**Problema 1**.
Reproduza, sem qualquer alteração, a parte do texto sobre álcool e direção na Escócia que se inicia nas palavras "A condução sob efeito de álcool representa" e termina em "associados à embriaguez.".
**Problema 2**.
Liste todas as metodologias indicadas no texto sobre álcool e direção na Escócia.
**Problema 3**.
Segundo o texto sobre álcool e direção na Escócia, quantos casos de colisões em estradas foram reportados em 2018?

**Trecho de origem**.
Pesquisador responsável: Bruno Benevit
Título original: None for the Road? Stricter Drink Driving Laws and Road Accidents
Autores: Marco Francesconi e Jonathan James
Localização da Intervenção: Escócia
Tamanho da Amostra: 32.508 autoridades locais-mês
Setor: Economia do Setor Público
Variável de Interesse Principal: Taxa de acidentes de trânsito em estradas
Tipo de Intervenção: Legislação sobre o consumo de álcool
Metodologia: DID, RDD, Controle Sintético
Resumo
O consumo de álcool representa um dos fatores de risco para a ocorrência de acidentes de trânsito. Para salvaguardar as vidas dos cidadãos, muitos formuladores de políticas estabelecem restrições ao consumo de álcool dos motoristas objetivando reduzir tal conduta. Para avaliar a efetividade desse tipo de medida, este artigo utilizou dados administrativos da Escócia para verificar o impacto da redução dos limites da concentração de álcool no sangue aceitos pela legislação do país sobre a incidência da condução sob efeito de álcool e a taxa de acidentes de trânsito em estradas. As estimativas revelaram que a reforma não teve grande impacto nesses dois aspectos, sendo esse resultado majoritariamente explicado pela falta de transporte alternativo barato e fraca aplicação da lei. Não foram identificadas externalidades significativas em áreas como o consumo de álcool ou atividades criminosas além da condução sob efeito de álcool.
A condução sob efeito de álcool representa um dos fatores de risco para a ocorrência de acidentes de trânsito, contribuindo para um dos grandes problemas de saúde pública global. Segundo os autores, mais de 160.000 casos de colisões em estradas foram reportadas em 2018 (FRANCESCONI; JAMES, 2021). Nas últimas três décadas, os acidentes de trânsito representaram consistentemente a segunda ou terceira maior causa de mortes de britânicos entre 5 e 34 anos de idade. Estudos médicos indicam que a redução dos limites da concentração de álcool no sangue (Blood Alcohool Concentration– BAC) pode reduzir significativamente os riscos de acidentes associados à embriaguez.

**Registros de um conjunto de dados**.

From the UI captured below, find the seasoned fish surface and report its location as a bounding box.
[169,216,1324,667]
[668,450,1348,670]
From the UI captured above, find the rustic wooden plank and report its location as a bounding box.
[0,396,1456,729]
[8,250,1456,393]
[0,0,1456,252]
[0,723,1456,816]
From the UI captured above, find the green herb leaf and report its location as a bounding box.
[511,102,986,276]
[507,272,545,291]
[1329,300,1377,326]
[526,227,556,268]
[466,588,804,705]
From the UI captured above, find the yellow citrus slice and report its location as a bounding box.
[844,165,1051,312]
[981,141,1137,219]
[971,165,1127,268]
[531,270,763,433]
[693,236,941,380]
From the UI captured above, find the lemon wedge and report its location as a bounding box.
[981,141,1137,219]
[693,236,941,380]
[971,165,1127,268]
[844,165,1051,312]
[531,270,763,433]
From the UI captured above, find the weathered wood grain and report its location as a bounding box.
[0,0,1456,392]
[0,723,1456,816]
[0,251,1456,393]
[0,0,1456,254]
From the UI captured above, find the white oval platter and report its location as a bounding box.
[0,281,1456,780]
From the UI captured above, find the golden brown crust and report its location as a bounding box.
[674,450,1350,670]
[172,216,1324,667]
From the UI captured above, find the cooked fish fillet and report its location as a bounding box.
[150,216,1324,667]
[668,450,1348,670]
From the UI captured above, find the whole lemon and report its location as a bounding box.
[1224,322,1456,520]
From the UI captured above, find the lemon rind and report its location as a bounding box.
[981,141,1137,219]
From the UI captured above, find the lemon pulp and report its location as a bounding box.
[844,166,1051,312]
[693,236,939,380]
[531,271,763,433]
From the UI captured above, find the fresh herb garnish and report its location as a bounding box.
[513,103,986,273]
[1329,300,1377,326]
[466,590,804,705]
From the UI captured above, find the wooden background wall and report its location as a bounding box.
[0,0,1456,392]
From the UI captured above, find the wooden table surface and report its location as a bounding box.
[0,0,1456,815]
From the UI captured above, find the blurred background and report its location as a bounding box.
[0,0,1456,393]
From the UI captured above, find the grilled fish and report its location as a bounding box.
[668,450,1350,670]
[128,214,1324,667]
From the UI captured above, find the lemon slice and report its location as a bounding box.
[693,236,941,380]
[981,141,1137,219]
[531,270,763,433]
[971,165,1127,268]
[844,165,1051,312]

**Resultado da tarefa 1**.
A condução sob efeito de álcool representa um dos fatores de risco para a ocorrência de acidentes de trânsito, contribuindo para um dos grandes problemas de saúde pública global. Segundo os autores, mais de 160.000 casos de colisões em estradas foram reportadas em 2018 (FRANCESCONI; JAMES, 2021). Nas últimas três décadas, os acidentes de trânsito representaram consistentemente a segunda ou terceira maior causa de mortes de britânicos entre 5 e 34 anos de idade. Estudos médicos indicam que a redução dos limites da concentração de álcool no sangue (Blood Alcohool Concentration– BAC) pode reduzir significativamente os riscos de acidentes associados à embriaguez.

**Resultado da tarefa 2**.
DID, RDD e Controle Sintético.

**Resultado da tarefa 3**.
Mais de 160.000 casos.